Task prompt
Nothing but the line containing "[spot] the conical" and the lines after it in the entries below should appear, each repeated exactly.

========================================

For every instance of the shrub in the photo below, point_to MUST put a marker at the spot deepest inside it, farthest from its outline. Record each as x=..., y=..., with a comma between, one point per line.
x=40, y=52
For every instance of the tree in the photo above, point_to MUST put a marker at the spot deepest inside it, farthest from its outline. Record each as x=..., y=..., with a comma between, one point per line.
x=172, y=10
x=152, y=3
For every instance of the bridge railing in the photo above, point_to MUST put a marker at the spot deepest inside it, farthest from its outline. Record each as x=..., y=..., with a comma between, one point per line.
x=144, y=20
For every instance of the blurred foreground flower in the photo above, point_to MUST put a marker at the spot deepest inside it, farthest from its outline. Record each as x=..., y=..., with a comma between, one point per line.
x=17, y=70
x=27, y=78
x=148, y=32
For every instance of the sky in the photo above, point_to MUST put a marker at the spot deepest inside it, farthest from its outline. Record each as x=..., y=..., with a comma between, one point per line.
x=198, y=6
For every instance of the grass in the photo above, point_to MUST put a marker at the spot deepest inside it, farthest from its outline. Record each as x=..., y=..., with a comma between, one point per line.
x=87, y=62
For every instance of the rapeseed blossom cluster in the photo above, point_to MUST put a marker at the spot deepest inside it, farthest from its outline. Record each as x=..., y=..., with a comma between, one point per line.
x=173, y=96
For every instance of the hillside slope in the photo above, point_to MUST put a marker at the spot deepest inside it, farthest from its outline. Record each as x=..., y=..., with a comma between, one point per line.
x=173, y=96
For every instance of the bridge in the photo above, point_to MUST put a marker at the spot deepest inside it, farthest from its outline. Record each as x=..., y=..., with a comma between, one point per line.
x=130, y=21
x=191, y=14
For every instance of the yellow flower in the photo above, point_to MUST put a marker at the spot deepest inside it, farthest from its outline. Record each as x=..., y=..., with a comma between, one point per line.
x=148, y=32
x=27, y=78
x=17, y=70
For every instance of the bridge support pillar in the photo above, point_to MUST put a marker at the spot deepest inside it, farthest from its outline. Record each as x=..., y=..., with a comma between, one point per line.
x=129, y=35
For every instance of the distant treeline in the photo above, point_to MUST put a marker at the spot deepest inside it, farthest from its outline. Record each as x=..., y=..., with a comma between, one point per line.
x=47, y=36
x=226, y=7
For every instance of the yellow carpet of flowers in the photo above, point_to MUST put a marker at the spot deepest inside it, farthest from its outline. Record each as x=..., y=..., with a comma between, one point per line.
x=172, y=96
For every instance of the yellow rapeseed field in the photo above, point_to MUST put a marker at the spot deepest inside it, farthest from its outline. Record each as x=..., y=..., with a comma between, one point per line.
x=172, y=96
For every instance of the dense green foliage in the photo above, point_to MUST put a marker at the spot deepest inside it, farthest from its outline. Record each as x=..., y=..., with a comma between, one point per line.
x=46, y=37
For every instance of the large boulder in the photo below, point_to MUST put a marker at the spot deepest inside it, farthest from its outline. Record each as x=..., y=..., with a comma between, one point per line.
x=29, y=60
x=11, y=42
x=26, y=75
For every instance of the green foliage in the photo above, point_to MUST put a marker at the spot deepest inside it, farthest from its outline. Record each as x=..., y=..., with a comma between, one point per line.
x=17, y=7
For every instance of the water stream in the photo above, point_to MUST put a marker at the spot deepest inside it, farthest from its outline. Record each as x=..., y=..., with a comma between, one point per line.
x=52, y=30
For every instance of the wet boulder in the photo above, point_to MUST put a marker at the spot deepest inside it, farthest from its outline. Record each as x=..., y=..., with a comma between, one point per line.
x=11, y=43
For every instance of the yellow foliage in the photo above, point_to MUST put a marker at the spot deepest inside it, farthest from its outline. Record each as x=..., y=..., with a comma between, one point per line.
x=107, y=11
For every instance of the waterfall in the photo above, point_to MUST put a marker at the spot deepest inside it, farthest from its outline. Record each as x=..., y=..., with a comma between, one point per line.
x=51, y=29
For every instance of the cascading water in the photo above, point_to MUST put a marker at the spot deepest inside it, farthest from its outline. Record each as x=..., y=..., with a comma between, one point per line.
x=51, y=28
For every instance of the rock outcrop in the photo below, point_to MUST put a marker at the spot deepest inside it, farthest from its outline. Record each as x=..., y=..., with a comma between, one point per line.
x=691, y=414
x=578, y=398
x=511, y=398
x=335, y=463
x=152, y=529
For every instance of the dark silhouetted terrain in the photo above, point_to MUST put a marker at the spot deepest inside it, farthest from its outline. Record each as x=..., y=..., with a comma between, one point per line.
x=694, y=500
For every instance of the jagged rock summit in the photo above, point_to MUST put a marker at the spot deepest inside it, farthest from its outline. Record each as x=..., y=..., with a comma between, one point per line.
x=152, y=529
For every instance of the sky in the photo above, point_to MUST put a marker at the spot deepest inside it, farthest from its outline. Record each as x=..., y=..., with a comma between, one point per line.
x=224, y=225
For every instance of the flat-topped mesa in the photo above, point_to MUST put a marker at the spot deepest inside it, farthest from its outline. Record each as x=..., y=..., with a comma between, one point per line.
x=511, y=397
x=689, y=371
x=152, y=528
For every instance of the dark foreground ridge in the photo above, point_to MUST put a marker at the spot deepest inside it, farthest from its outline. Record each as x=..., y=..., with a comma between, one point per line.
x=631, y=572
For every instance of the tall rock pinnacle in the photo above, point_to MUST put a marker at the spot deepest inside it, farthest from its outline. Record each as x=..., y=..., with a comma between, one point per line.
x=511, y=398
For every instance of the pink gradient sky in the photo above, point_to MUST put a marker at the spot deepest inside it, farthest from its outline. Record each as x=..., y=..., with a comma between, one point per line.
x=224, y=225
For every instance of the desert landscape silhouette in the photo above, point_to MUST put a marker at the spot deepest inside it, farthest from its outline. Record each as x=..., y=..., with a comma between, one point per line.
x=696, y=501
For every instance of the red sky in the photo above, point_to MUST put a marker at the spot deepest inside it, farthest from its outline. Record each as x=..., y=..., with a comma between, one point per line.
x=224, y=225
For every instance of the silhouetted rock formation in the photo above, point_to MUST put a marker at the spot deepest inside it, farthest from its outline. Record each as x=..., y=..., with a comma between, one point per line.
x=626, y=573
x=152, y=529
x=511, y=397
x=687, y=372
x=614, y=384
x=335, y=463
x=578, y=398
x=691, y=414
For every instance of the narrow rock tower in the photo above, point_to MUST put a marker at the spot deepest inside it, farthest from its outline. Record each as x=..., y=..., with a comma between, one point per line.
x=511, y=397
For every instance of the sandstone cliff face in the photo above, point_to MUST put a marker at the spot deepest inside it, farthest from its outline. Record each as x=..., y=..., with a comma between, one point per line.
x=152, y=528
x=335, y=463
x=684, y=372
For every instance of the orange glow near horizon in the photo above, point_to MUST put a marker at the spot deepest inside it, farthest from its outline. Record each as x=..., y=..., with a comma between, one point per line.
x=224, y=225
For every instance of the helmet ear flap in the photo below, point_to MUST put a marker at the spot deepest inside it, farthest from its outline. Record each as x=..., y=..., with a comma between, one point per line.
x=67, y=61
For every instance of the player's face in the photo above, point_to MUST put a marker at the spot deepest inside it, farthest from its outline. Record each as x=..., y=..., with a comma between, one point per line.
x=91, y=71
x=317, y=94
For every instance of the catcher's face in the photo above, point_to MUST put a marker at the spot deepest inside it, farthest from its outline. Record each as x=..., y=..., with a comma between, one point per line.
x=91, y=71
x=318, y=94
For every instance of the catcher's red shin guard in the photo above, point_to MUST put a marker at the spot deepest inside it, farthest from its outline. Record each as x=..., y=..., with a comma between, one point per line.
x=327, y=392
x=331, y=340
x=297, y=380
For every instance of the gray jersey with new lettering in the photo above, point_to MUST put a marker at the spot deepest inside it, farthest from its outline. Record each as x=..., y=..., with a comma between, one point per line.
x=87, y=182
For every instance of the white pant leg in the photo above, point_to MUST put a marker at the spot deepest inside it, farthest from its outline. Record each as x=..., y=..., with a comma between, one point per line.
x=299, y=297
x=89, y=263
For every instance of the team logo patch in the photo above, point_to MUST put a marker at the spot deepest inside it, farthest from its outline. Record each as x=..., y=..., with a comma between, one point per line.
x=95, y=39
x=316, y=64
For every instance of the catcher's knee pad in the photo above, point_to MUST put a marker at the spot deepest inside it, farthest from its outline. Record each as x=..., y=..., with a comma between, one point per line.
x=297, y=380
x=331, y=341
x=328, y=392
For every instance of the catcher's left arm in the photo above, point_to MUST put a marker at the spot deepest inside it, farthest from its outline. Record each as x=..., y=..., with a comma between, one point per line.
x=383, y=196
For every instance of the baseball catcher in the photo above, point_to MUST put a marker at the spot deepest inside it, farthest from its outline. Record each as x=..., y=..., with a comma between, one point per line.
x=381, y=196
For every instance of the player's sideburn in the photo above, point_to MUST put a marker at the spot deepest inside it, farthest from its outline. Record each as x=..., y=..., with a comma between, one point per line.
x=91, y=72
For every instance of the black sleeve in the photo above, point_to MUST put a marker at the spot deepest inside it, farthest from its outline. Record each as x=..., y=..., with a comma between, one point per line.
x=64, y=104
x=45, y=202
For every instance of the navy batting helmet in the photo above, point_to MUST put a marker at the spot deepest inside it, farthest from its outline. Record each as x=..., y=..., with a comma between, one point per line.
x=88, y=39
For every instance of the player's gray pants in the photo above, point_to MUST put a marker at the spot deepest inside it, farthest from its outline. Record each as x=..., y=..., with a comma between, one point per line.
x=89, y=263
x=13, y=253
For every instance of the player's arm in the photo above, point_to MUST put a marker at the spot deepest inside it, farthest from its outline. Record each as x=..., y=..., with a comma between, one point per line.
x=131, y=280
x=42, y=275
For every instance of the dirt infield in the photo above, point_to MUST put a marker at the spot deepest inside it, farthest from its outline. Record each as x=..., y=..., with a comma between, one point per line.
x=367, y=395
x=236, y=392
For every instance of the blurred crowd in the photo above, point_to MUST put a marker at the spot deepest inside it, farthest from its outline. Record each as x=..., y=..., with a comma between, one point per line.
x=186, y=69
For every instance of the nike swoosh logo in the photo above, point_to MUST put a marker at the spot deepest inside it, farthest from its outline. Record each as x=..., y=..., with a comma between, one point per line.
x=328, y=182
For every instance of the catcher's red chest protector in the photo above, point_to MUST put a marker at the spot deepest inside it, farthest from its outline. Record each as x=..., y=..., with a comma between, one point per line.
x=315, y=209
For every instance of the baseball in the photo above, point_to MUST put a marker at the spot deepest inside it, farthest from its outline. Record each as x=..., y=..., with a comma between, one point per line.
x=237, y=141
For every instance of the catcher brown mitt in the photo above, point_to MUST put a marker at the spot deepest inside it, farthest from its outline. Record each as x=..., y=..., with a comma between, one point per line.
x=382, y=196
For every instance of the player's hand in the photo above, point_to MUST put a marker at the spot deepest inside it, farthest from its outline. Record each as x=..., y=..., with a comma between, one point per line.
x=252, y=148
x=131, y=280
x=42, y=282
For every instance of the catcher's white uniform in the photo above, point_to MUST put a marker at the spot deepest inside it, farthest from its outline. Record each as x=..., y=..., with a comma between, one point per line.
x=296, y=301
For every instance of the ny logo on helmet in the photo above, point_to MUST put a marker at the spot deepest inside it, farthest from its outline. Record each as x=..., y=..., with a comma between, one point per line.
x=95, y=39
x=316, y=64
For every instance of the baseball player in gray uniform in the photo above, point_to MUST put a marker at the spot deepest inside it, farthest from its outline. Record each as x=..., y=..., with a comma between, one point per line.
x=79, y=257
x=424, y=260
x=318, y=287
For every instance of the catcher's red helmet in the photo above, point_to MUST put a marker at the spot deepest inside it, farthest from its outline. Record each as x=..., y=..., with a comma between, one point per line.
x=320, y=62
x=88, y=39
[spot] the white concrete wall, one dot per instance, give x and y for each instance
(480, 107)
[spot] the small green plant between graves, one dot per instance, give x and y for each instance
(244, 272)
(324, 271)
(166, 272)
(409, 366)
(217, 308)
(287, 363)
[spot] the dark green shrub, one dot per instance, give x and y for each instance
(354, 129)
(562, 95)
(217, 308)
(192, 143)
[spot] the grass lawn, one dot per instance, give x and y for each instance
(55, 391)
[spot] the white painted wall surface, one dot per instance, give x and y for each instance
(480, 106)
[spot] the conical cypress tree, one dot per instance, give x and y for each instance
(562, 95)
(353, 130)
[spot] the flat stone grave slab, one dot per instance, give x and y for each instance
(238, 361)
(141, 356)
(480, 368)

========================================

Response
[spot] the conical cypress tree, one dot per instance, give x and y for each instance
(562, 95)
(353, 130)
[spot] the flat stone grave slab, one dot per instance, give x and y for each instance
(238, 361)
(141, 356)
(480, 368)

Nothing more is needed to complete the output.